(Point placement records)
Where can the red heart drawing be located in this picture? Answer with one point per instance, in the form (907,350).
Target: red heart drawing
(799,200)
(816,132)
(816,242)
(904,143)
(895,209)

■ **OBJECTIVE**
Retype each of the rows above, keeping every line unchanged.

■ **THE COMPLETED TASK**
Where can the red heart drawing be located in this picture? Answer with one point per instance, in the form (907,350).
Target: red heart drawing
(799,200)
(816,132)
(816,242)
(904,143)
(895,209)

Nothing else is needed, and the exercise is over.